RTG’s goal is to be where the data is, says Jason Blue-Smith; the platform is currently deployed on the cloud, on appliances, and on customer’s local infrastructure. “It can run on a single server, on a distributed grid, in a public cloud; the point being that whatever IT infrastructure a customer uses we have deployed our products on and are able to integrate seamlessly into their ecosystem. No special hardware needed.”
The pricing is similarly flexible, Blue-Smith says. RTG offers pay-as-you-play pricing that scales with volume, requiring no up-front cost.
Lombardi’s vision is ultimately for the platform to be cloud-hosted. “My belief is that it’s all going to be moving to the cloud. As these NIH budgets get squeezed and health care costs get squeezed, people are going to get out of buying proprietary hardware in labs and they’re going to utilize the cloud.”
“The idea is to sell this not as a piece of enterprise-wide software—not even really think of it as software—just think of it as a consumable,” Lombardi continues. “If you’ve got a hundred exomes to run, you come to us and buy a hundred exomes. If you’re got 500 whole genomes, we’ll sell you that. If you’ve got a long-term idea of what your business is, you can come to us and we’ll give you more of a subscription-type of business. So we’re trying to be flexible.”
Lombardi sees nearly endless commercial opportunities for the RTG platform, but also sees a need for specificity. “The key thing you’ve got to do with a company is find a market where your technology can really be a winner, and then focus on it,” he says.
Lombardi has set his sights clearly on analysis. “Analysis is the new consumable,” he says. “Our 100% focus right now is to be a platform that transforms FASTQs into VCFs. When you look at sort of the sequencing value chain that way, you’ve got the sequencing companies whose main core competency is producing FASTQs, then you’ve got a lot of companies who are building either interpretation engines or full service CLIA labs to do the whole thing. But there’re just a few people who are trying to be the best at analytics.”
Lombardi mentions BINA, CLC Bio, and Novalign as having competitive pieces of the puzzle, but reiterates the same market position RTG claimed a year and a half ago.
“Our main competition, not surprisingly, is open source. Thirty-five years ago I was making DNA by hand in a lab; across the hall from us were people who were making enzymes by hand. Because no one would ever think of buying oligos or enzymes; we can do it best! Now you wouldn’t even think of it.
“What we’re coming now with is a value proposition, just like the DNA synthesis companies and the reagent companies and the sequencing companies and the microarray companies before, with a commercial product that is better,” said Lombardi. “We are as accurate or more accurate than the academic software and we’re much, much faster, and we’re easier to use. We’re bringing a professional approach to it.”
Lombardi’s confidence is supported by the product’s reception earlier this year. “We launched the product for the technologists at AGBT in February and got a great response. We went to the American College of Medical Genetics meeting in March and go an even better response.”
The buzz has borne out in partnerships as well. In a one month span from mid-April to mid-May, RTG announced partnerships or collaborations with Knome (to integrate the RTG Variant platform on the knoSYS 100 system); the J. Craig Venter Institute (a long-term study looking at the genetic changes that induced pluripotent stem cells may acquire during the process of differentiation); and Omicia (integrating the two platforms into a seamless workflow).
In May the company also announced a $5 million investment to further expand commercial operations. (It is currently backed by funding from Catamount Ventures, Lightspeed Venture Partners, and GeneValue Ltd.)
The funding, “gives us a nice stretch of runway,” Lombardi said. “We’ll continue to do what we’re doing, make further investments in our commercial franchise,”—the company is hiring in marketing, sales, and bioinformatics—“it’s only a matter of time until we breakthrough and really get going on this.”
_ _ _
• **INSTRUCTIONS TO FOLLOW**
According to the RTG text, how large was the investment the company announced in May?

Stored data entries:
_ _ _
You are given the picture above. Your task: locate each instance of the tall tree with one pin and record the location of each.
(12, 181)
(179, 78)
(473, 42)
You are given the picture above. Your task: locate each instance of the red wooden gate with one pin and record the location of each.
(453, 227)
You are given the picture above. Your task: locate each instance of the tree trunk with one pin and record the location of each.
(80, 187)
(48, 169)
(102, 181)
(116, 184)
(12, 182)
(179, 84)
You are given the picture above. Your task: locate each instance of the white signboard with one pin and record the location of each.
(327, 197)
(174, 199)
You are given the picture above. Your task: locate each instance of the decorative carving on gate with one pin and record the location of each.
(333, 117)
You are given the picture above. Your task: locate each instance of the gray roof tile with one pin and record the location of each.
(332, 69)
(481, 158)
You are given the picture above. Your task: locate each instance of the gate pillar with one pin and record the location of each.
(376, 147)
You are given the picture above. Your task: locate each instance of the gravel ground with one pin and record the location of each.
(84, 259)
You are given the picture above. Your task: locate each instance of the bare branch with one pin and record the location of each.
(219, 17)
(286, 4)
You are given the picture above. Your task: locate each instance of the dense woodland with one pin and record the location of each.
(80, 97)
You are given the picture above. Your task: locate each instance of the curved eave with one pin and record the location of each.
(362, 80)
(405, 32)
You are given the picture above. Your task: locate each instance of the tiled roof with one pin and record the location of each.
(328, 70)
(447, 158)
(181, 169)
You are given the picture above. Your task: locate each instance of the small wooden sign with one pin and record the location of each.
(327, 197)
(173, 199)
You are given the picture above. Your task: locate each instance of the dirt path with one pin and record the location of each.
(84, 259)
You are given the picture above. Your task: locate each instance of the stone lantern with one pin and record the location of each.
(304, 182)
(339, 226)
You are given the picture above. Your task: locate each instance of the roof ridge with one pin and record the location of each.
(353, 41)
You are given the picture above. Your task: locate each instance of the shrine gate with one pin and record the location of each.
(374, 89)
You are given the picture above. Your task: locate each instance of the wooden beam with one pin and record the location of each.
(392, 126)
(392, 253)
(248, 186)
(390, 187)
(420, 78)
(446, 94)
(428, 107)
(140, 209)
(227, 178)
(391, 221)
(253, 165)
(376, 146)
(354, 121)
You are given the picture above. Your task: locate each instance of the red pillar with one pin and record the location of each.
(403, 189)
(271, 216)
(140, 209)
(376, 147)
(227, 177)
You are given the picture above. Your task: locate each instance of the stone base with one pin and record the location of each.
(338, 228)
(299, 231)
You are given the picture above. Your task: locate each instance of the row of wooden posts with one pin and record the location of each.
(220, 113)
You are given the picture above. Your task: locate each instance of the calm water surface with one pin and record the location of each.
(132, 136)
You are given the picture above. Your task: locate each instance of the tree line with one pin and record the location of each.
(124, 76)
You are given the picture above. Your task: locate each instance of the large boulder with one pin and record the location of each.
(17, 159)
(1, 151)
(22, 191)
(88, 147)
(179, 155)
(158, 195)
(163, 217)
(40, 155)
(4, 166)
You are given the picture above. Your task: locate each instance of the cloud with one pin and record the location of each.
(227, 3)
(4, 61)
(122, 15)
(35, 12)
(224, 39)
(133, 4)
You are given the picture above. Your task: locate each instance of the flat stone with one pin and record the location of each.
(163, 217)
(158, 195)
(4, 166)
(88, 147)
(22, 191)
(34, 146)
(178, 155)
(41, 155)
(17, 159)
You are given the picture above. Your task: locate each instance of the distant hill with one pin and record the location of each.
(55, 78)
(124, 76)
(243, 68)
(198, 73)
_ _ _
• **ANSWER TO THIS PROBLEM**
$5 million